### What is required
When a line in the data below includes "mountain", pick it out and copy it.

### Material to process
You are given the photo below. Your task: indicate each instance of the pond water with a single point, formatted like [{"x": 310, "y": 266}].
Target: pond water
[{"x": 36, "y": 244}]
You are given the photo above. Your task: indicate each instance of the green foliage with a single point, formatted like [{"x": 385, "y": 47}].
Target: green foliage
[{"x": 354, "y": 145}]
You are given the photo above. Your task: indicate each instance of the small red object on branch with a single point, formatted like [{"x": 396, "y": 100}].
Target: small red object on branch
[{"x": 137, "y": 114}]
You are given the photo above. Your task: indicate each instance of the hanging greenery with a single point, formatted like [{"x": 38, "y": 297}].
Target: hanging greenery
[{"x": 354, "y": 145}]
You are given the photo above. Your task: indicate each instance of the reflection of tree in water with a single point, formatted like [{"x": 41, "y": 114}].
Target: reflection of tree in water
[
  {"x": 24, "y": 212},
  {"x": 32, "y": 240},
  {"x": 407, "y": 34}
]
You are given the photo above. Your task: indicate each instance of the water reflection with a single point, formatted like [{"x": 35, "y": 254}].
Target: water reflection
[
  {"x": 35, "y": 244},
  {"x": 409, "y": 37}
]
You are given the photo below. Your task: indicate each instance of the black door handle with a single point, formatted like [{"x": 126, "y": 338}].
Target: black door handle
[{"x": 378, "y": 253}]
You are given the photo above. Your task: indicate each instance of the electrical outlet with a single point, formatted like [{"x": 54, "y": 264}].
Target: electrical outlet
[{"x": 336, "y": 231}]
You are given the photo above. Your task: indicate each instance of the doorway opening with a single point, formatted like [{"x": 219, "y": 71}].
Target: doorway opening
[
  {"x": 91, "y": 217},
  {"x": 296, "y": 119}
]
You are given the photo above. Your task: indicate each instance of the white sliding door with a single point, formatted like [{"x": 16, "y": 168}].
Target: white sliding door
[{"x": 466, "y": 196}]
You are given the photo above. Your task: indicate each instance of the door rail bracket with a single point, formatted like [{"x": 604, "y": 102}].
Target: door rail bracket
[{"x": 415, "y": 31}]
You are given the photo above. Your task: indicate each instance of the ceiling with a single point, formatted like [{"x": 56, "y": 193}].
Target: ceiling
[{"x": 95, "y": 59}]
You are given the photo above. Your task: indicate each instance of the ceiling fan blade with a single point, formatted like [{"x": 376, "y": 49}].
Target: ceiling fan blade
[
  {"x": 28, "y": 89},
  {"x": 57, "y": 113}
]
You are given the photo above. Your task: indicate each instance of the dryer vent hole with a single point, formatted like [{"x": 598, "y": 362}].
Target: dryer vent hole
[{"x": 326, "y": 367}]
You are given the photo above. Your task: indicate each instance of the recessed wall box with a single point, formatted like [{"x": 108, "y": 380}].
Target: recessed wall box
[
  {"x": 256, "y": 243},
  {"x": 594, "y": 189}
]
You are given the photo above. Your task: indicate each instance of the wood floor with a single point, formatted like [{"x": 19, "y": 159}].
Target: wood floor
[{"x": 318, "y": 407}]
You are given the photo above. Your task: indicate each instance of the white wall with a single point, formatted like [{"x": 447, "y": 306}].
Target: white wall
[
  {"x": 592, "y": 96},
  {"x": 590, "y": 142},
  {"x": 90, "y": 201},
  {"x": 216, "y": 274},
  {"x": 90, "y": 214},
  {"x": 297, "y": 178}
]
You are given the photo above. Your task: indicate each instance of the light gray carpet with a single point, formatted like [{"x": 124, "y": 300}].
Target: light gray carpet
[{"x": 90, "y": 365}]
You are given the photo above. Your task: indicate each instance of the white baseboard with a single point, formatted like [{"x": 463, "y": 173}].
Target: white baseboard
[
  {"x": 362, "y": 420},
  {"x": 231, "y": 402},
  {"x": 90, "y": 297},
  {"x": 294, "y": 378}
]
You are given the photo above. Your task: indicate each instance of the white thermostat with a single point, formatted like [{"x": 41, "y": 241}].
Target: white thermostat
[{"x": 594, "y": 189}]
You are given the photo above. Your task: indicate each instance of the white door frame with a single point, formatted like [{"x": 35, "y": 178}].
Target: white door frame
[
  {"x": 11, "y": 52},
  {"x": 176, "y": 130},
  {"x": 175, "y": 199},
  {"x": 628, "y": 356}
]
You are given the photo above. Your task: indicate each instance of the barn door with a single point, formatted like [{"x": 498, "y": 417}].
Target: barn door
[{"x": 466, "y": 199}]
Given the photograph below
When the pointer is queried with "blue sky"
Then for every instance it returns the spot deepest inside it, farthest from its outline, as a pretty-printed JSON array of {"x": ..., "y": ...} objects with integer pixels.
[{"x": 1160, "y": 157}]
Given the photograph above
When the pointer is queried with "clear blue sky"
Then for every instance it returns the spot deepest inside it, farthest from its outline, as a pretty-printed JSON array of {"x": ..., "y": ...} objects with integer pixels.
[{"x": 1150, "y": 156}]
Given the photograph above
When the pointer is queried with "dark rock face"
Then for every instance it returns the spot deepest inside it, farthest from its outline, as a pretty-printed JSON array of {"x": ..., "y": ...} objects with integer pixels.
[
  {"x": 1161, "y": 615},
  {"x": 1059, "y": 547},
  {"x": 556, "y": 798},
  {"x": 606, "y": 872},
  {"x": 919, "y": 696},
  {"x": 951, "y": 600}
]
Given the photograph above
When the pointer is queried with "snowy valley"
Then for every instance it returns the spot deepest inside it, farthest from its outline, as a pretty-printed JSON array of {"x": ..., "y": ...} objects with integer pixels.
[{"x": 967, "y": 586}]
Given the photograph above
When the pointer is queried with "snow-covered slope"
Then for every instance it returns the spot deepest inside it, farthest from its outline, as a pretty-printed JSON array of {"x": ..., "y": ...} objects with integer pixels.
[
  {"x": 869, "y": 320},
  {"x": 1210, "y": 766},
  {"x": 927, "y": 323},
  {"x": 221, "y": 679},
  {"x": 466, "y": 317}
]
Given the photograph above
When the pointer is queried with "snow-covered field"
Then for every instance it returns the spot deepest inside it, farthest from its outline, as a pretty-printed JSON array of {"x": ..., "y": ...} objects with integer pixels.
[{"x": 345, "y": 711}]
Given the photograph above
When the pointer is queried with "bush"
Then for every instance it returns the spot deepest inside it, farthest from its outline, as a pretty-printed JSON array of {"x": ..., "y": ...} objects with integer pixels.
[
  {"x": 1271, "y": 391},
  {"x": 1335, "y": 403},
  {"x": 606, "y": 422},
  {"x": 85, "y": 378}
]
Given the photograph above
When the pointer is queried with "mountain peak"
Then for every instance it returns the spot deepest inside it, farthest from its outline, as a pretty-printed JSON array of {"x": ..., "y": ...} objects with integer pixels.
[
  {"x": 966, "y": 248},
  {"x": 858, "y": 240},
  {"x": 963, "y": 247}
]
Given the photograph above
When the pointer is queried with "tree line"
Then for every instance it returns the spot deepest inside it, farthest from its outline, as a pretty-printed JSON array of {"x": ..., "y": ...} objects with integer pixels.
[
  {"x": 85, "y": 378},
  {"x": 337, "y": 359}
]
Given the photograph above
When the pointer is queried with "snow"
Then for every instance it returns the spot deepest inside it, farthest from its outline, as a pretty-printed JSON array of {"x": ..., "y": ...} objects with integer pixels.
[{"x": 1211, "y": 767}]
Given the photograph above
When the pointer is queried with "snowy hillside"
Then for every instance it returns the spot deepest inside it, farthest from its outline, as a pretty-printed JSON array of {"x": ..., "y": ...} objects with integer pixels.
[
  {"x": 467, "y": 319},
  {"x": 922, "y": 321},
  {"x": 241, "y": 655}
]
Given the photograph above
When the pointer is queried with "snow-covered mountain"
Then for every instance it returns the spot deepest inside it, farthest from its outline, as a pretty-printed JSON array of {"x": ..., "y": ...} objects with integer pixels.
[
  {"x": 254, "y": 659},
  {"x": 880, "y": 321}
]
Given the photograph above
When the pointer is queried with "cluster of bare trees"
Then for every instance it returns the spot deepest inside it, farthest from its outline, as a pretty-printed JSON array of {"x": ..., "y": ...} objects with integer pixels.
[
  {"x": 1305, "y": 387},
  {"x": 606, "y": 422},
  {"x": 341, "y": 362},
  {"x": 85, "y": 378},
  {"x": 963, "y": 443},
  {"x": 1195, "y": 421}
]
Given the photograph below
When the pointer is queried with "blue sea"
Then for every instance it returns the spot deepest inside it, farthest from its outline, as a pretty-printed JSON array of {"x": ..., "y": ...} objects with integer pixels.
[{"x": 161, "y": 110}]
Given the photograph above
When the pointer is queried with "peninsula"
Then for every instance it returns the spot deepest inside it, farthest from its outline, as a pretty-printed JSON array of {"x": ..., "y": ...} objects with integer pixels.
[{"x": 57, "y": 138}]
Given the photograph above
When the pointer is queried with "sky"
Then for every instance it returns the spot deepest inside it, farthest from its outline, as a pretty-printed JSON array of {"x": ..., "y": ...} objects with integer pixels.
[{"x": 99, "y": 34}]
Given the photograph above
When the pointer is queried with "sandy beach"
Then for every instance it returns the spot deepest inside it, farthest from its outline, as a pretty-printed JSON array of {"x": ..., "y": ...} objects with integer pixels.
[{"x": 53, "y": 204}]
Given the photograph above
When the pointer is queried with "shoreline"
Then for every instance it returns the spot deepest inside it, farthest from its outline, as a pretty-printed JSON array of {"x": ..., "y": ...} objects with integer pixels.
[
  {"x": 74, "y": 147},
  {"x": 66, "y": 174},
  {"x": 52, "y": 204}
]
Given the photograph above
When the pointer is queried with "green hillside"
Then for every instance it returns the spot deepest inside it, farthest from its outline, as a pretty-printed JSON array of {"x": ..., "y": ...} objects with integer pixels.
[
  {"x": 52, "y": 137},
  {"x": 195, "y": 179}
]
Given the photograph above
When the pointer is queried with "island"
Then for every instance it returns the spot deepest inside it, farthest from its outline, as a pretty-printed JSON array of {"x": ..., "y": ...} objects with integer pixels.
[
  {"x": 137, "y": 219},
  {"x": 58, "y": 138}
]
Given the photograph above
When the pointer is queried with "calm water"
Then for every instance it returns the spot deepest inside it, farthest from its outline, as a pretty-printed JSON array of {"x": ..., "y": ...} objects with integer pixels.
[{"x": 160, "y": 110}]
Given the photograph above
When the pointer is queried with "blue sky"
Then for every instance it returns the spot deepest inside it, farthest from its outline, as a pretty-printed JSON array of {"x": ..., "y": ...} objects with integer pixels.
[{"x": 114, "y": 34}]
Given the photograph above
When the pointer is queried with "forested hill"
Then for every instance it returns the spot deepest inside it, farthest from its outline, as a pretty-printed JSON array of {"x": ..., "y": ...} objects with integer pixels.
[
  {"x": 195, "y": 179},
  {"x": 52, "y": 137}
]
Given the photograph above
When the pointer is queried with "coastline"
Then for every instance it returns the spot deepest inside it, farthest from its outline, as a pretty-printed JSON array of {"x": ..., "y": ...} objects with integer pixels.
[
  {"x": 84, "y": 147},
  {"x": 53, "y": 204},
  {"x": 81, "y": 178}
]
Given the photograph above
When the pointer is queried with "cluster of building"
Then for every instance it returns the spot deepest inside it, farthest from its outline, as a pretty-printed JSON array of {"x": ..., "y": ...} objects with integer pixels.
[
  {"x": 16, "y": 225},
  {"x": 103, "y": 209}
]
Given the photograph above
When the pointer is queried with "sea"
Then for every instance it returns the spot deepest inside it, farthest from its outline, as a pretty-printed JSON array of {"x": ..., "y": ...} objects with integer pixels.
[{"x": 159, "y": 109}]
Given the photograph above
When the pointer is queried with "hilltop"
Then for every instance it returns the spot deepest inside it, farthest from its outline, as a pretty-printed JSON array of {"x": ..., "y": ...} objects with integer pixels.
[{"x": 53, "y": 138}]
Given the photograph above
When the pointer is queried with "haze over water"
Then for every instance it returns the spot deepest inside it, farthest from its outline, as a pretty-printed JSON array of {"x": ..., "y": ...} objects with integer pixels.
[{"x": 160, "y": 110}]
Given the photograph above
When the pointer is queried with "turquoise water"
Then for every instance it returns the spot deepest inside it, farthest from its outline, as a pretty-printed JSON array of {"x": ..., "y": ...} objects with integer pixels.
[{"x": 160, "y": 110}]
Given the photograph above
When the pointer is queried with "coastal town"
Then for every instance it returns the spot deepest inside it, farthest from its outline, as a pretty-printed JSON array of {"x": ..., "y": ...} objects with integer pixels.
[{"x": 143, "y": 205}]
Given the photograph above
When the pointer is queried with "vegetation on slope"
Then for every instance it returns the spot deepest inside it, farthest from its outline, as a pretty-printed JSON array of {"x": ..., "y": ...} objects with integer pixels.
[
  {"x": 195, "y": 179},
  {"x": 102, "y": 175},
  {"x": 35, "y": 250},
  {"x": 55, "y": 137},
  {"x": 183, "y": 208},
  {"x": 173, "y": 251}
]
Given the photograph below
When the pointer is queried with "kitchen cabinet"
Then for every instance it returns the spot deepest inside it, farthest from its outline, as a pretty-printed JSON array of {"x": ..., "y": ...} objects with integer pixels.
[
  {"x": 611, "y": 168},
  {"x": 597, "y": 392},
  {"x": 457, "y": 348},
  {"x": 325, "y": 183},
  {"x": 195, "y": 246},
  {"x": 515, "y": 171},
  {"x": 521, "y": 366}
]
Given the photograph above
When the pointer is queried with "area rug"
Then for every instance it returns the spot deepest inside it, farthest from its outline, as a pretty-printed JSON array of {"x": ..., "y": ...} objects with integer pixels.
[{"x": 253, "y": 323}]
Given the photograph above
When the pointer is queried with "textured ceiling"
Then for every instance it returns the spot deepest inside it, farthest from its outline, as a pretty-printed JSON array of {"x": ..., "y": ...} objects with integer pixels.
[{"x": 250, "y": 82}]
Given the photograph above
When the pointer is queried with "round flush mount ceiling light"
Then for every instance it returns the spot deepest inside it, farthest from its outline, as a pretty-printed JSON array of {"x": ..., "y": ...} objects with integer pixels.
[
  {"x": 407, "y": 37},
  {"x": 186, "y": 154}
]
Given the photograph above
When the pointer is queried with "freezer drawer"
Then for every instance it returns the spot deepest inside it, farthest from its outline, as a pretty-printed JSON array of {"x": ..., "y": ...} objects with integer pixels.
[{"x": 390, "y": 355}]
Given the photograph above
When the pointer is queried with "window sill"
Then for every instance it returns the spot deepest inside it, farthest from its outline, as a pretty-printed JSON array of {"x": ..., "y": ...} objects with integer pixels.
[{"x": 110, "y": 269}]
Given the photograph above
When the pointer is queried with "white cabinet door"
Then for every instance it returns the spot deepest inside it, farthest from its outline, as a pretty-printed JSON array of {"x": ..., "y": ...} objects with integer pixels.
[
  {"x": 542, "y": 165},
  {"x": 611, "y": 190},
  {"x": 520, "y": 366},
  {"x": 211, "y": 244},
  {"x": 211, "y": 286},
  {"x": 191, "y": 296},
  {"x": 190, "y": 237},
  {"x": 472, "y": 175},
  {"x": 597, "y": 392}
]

### Solution to the problem
When the pointer is queried with "mountain peak"
When the pointer is queried with "snow-covered mountain"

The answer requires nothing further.